## ABOUT THIS EXERCISE
Transcribe verbatim every line from the line containing "AR game engine: the player needs to interact with the rocky" to the end of the entries, including both endpoints. Output nothing beyond those lines.

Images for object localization

********

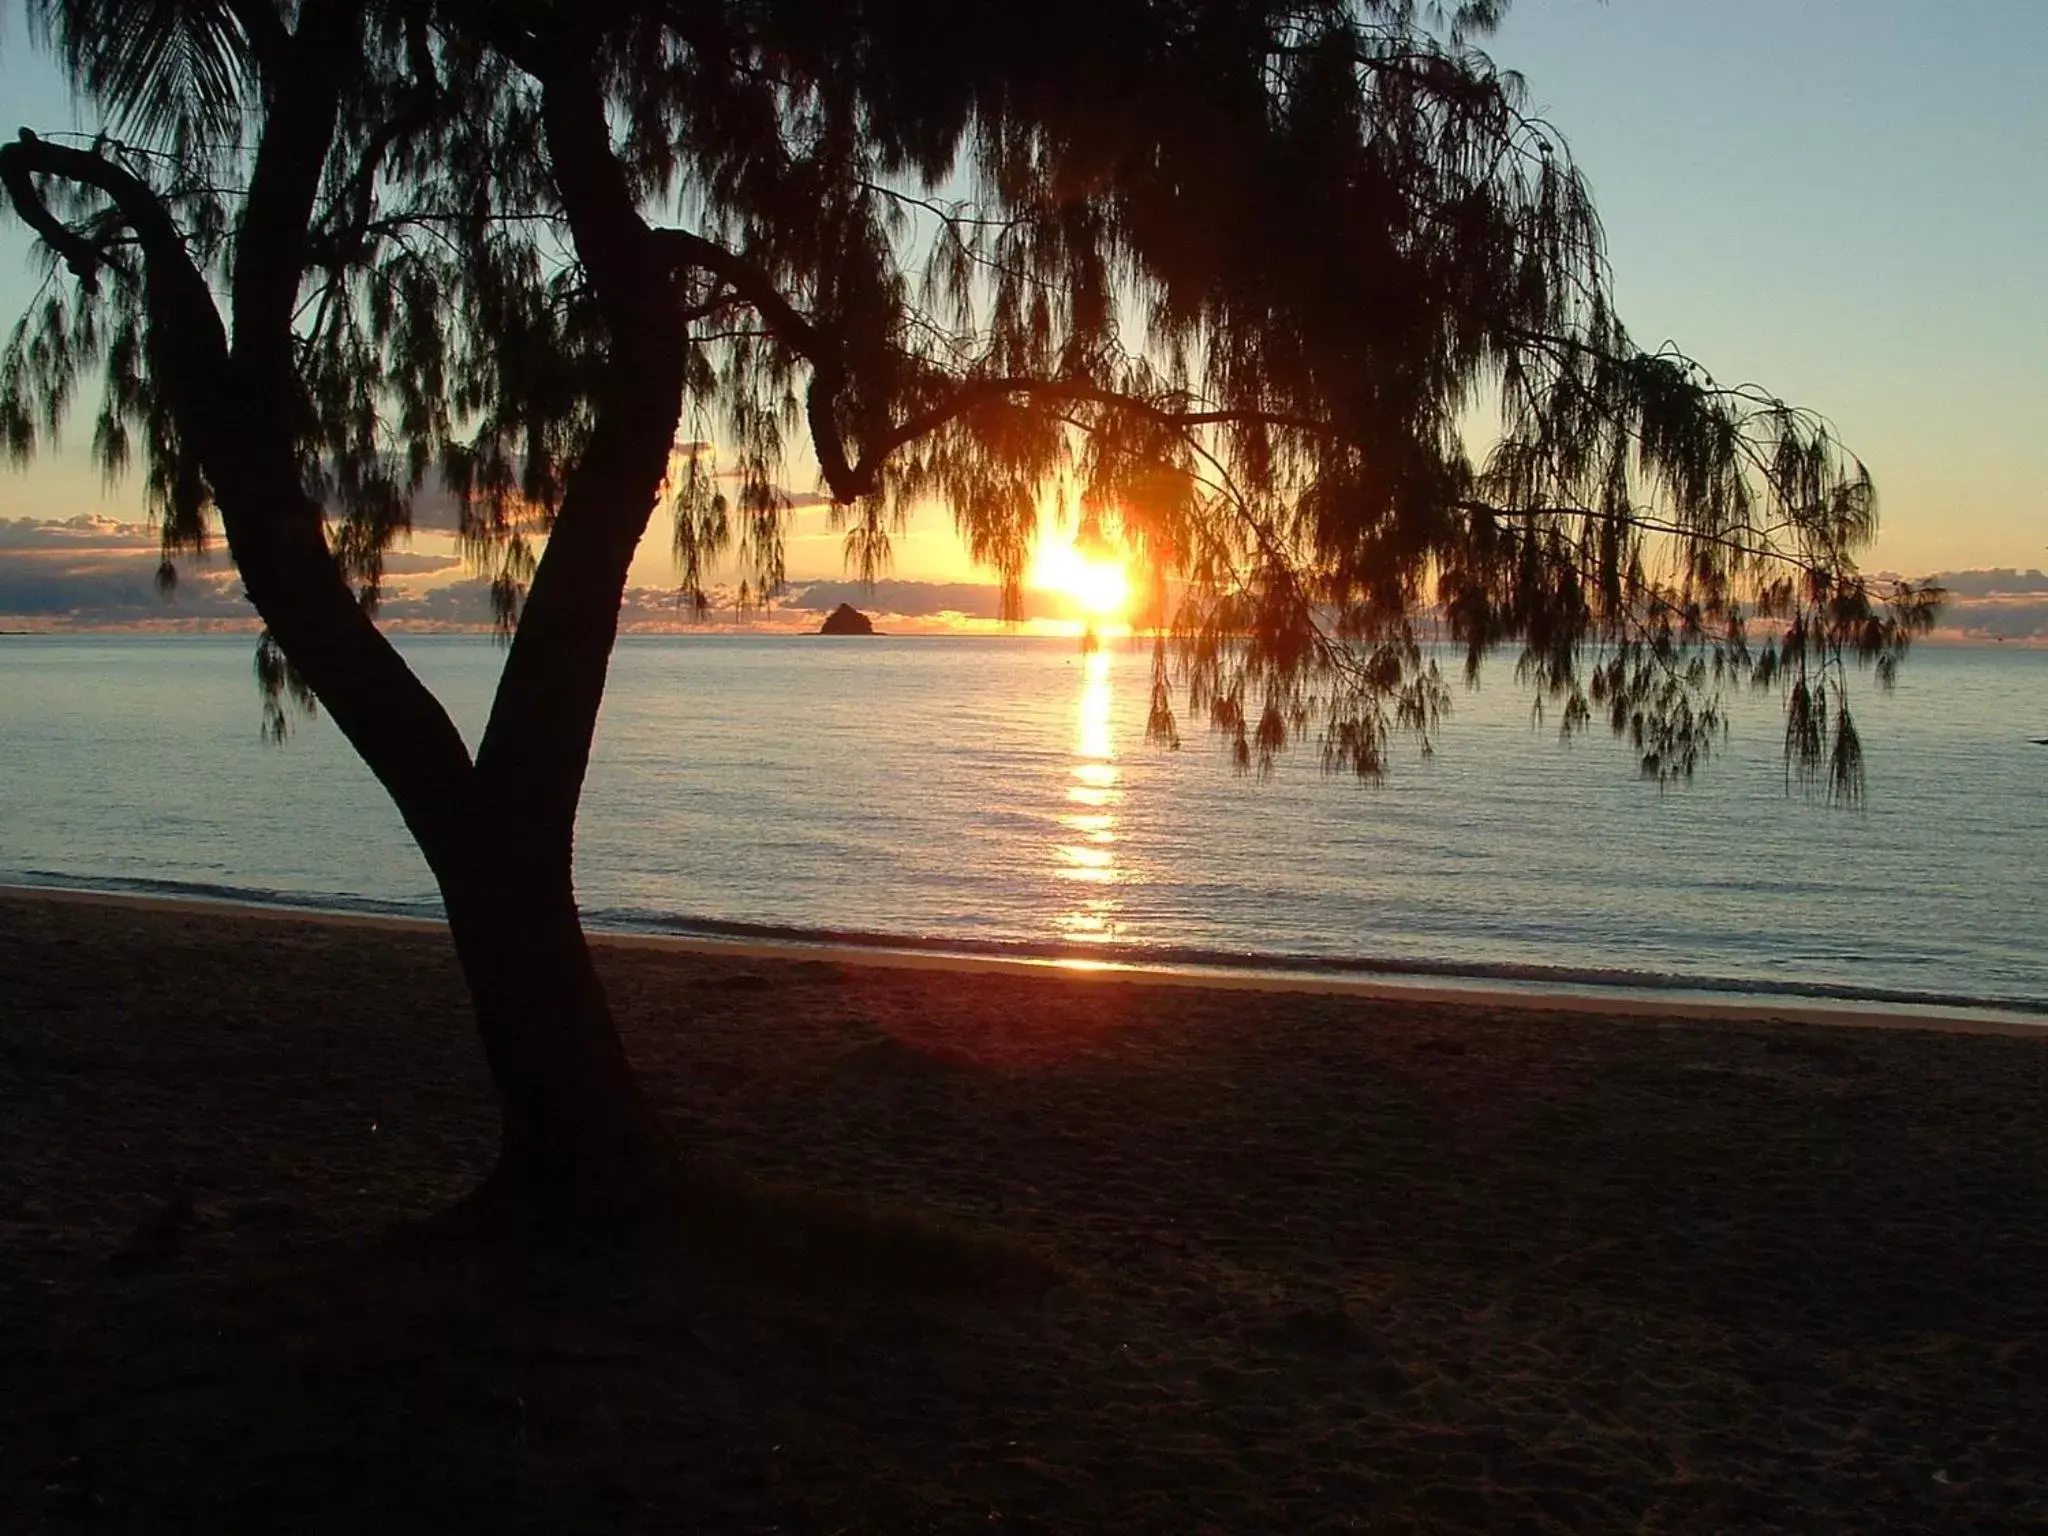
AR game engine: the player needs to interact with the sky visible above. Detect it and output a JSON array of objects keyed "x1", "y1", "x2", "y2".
[
  {"x1": 1, "y1": 0, "x2": 2043, "y2": 632},
  {"x1": 1482, "y1": 0, "x2": 2047, "y2": 579}
]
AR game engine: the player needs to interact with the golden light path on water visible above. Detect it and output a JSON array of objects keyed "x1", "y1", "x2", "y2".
[{"x1": 1052, "y1": 648, "x2": 1125, "y2": 944}]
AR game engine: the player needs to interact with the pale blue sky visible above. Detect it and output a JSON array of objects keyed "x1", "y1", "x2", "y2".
[
  {"x1": 2, "y1": 1, "x2": 2042, "y2": 581},
  {"x1": 1483, "y1": 0, "x2": 2046, "y2": 574}
]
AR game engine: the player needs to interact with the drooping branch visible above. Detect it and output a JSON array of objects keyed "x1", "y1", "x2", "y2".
[
  {"x1": 842, "y1": 375, "x2": 1340, "y2": 496},
  {"x1": 6, "y1": 36, "x2": 479, "y2": 843},
  {"x1": 648, "y1": 224, "x2": 865, "y2": 499},
  {"x1": 0, "y1": 134, "x2": 115, "y2": 289},
  {"x1": 306, "y1": 62, "x2": 450, "y2": 274},
  {"x1": 1, "y1": 129, "x2": 240, "y2": 467},
  {"x1": 657, "y1": 221, "x2": 1348, "y2": 505},
  {"x1": 1, "y1": 131, "x2": 215, "y2": 317}
]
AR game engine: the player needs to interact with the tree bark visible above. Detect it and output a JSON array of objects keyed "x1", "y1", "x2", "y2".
[
  {"x1": 6, "y1": 9, "x2": 692, "y2": 1223},
  {"x1": 221, "y1": 18, "x2": 687, "y2": 1212},
  {"x1": 422, "y1": 53, "x2": 695, "y2": 1214},
  {"x1": 435, "y1": 830, "x2": 678, "y2": 1214}
]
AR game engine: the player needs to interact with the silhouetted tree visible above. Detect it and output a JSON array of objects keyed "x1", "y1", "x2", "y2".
[{"x1": 1, "y1": 0, "x2": 1939, "y2": 1219}]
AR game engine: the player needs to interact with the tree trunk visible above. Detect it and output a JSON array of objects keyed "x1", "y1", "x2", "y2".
[
  {"x1": 434, "y1": 831, "x2": 679, "y2": 1217},
  {"x1": 9, "y1": 11, "x2": 696, "y2": 1226},
  {"x1": 404, "y1": 56, "x2": 698, "y2": 1220},
  {"x1": 225, "y1": 480, "x2": 685, "y2": 1223}
]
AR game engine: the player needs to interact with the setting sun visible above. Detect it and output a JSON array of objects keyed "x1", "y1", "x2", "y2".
[{"x1": 1029, "y1": 538, "x2": 1132, "y2": 621}]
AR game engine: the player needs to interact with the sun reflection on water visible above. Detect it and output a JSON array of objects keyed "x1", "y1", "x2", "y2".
[{"x1": 1054, "y1": 649, "x2": 1125, "y2": 942}]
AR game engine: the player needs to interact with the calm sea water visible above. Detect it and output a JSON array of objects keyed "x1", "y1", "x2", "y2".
[{"x1": 1, "y1": 633, "x2": 2043, "y2": 1013}]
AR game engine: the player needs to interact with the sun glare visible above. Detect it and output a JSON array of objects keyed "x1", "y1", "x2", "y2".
[{"x1": 1029, "y1": 539, "x2": 1132, "y2": 622}]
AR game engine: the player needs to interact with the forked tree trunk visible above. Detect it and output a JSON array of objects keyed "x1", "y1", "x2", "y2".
[
  {"x1": 228, "y1": 473, "x2": 688, "y2": 1221},
  {"x1": 219, "y1": 445, "x2": 682, "y2": 1218},
  {"x1": 2, "y1": 11, "x2": 697, "y2": 1223},
  {"x1": 413, "y1": 55, "x2": 696, "y2": 1218}
]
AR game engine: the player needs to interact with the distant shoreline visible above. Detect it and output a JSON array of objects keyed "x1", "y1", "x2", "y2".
[
  {"x1": 10, "y1": 881, "x2": 2041, "y2": 1037},
  {"x1": 1, "y1": 626, "x2": 2045, "y2": 648}
]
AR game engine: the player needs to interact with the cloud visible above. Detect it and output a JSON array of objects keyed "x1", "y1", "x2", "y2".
[
  {"x1": 1886, "y1": 570, "x2": 2048, "y2": 641},
  {"x1": 0, "y1": 514, "x2": 163, "y2": 551},
  {"x1": 352, "y1": 477, "x2": 542, "y2": 535},
  {"x1": 373, "y1": 551, "x2": 463, "y2": 576},
  {"x1": 1931, "y1": 596, "x2": 2048, "y2": 642},
  {"x1": 365, "y1": 580, "x2": 818, "y2": 633},
  {"x1": 0, "y1": 549, "x2": 248, "y2": 624},
  {"x1": 785, "y1": 578, "x2": 1119, "y2": 624},
  {"x1": 1930, "y1": 568, "x2": 2048, "y2": 598},
  {"x1": 0, "y1": 542, "x2": 452, "y2": 627},
  {"x1": 787, "y1": 579, "x2": 1011, "y2": 620},
  {"x1": 371, "y1": 581, "x2": 500, "y2": 627},
  {"x1": 700, "y1": 471, "x2": 836, "y2": 513},
  {"x1": 12, "y1": 546, "x2": 2048, "y2": 644}
]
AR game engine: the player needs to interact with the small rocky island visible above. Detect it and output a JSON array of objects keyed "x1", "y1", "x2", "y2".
[{"x1": 817, "y1": 603, "x2": 875, "y2": 636}]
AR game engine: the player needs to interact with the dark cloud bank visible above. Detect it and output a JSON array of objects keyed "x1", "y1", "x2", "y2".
[{"x1": 2, "y1": 520, "x2": 2043, "y2": 643}]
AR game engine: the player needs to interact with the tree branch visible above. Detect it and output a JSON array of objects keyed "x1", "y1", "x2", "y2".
[
  {"x1": 0, "y1": 134, "x2": 112, "y2": 289},
  {"x1": 307, "y1": 60, "x2": 450, "y2": 273},
  {"x1": 3, "y1": 128, "x2": 477, "y2": 839},
  {"x1": 841, "y1": 375, "x2": 1337, "y2": 499},
  {"x1": 3, "y1": 132, "x2": 186, "y2": 281},
  {"x1": 540, "y1": 62, "x2": 667, "y2": 331},
  {"x1": 232, "y1": 0, "x2": 358, "y2": 397},
  {"x1": 646, "y1": 225, "x2": 866, "y2": 499},
  {"x1": 0, "y1": 130, "x2": 228, "y2": 377}
]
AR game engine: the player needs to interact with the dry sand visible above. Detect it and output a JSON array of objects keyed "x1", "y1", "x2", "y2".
[{"x1": 2, "y1": 889, "x2": 2045, "y2": 1532}]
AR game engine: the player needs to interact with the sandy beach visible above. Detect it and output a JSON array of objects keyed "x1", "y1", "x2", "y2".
[{"x1": 3, "y1": 889, "x2": 2045, "y2": 1531}]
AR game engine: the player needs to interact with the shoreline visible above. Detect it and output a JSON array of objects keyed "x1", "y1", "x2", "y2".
[
  {"x1": 4, "y1": 626, "x2": 2045, "y2": 647},
  {"x1": 11, "y1": 880, "x2": 2043, "y2": 1037}
]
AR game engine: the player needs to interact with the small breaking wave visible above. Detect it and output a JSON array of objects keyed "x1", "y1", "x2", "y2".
[{"x1": 11, "y1": 869, "x2": 2043, "y2": 1023}]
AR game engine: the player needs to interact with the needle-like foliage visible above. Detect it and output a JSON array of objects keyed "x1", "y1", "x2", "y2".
[
  {"x1": 0, "y1": 0, "x2": 1951, "y2": 1213},
  {"x1": 5, "y1": 0, "x2": 1940, "y2": 797}
]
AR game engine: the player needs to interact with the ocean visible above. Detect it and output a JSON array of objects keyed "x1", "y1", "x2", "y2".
[{"x1": 1, "y1": 632, "x2": 2042, "y2": 1015}]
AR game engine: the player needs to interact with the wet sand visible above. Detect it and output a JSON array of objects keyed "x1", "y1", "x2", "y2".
[{"x1": 3, "y1": 890, "x2": 2045, "y2": 1531}]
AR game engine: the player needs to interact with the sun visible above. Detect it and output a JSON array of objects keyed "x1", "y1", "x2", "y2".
[{"x1": 1029, "y1": 538, "x2": 1132, "y2": 621}]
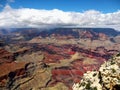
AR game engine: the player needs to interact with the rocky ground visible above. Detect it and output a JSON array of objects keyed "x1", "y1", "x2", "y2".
[
  {"x1": 0, "y1": 28, "x2": 120, "y2": 90},
  {"x1": 73, "y1": 53, "x2": 120, "y2": 90}
]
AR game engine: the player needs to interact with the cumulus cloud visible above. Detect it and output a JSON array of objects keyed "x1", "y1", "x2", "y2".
[{"x1": 0, "y1": 5, "x2": 120, "y2": 30}]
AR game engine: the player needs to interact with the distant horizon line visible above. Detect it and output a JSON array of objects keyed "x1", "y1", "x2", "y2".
[{"x1": 0, "y1": 27, "x2": 119, "y2": 31}]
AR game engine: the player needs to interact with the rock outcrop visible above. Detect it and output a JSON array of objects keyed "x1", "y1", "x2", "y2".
[
  {"x1": 72, "y1": 54, "x2": 120, "y2": 90},
  {"x1": 0, "y1": 48, "x2": 29, "y2": 88},
  {"x1": 0, "y1": 48, "x2": 14, "y2": 63}
]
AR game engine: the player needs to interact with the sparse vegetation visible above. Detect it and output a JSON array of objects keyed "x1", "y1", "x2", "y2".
[{"x1": 73, "y1": 54, "x2": 120, "y2": 90}]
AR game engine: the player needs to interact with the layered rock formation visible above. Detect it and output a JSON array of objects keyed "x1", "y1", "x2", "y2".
[
  {"x1": 0, "y1": 28, "x2": 120, "y2": 89},
  {"x1": 0, "y1": 48, "x2": 29, "y2": 89},
  {"x1": 0, "y1": 48, "x2": 14, "y2": 63}
]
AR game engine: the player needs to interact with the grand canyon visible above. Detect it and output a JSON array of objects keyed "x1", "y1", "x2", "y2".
[{"x1": 0, "y1": 28, "x2": 120, "y2": 90}]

********

## PROBLEM SOLUTION
AR game engine: the player needs to interact with the rocky ground visible above. Detect it and output a JSON array of objects keyed "x1", "y1", "x2", "y2".
[
  {"x1": 0, "y1": 28, "x2": 120, "y2": 90},
  {"x1": 73, "y1": 53, "x2": 120, "y2": 90}
]
AR game engine: the player needs to interact with the cumulus cloud visible above. Detect it and output a JSON array of objects keyed "x1", "y1", "x2", "y2".
[{"x1": 0, "y1": 5, "x2": 120, "y2": 30}]
AR game engine: the player needs to interact with the distant horizon line visible above. Detect it and output a JSON array of objects keyed "x1", "y1", "x2", "y2".
[{"x1": 0, "y1": 27, "x2": 119, "y2": 31}]
AR game engine: the player needs to interact with the rock outcrop visible above. Detect it and output a JSON array of objects keyed "x1", "y1", "x2", "y2".
[
  {"x1": 72, "y1": 54, "x2": 120, "y2": 90},
  {"x1": 0, "y1": 48, "x2": 29, "y2": 88},
  {"x1": 0, "y1": 48, "x2": 14, "y2": 63}
]
AR game engine: the player needs to interact with the sparse vegetation visible above. Detect it and output a JSON array of objects keyed "x1", "y1", "x2", "y2".
[{"x1": 73, "y1": 54, "x2": 120, "y2": 90}]
AR game engine: the player needs to interact with the layered rock formation visible above. Detect it and output a JSON array of objects keyed "x1", "y1", "x2", "y2".
[
  {"x1": 0, "y1": 28, "x2": 120, "y2": 89},
  {"x1": 0, "y1": 48, "x2": 29, "y2": 89},
  {"x1": 0, "y1": 48, "x2": 14, "y2": 63}
]
AR game engine: the player needs to interact with the grand canyon visible above. Detect it and output a JSON array of objects keyed "x1", "y1", "x2", "y2".
[{"x1": 0, "y1": 28, "x2": 120, "y2": 90}]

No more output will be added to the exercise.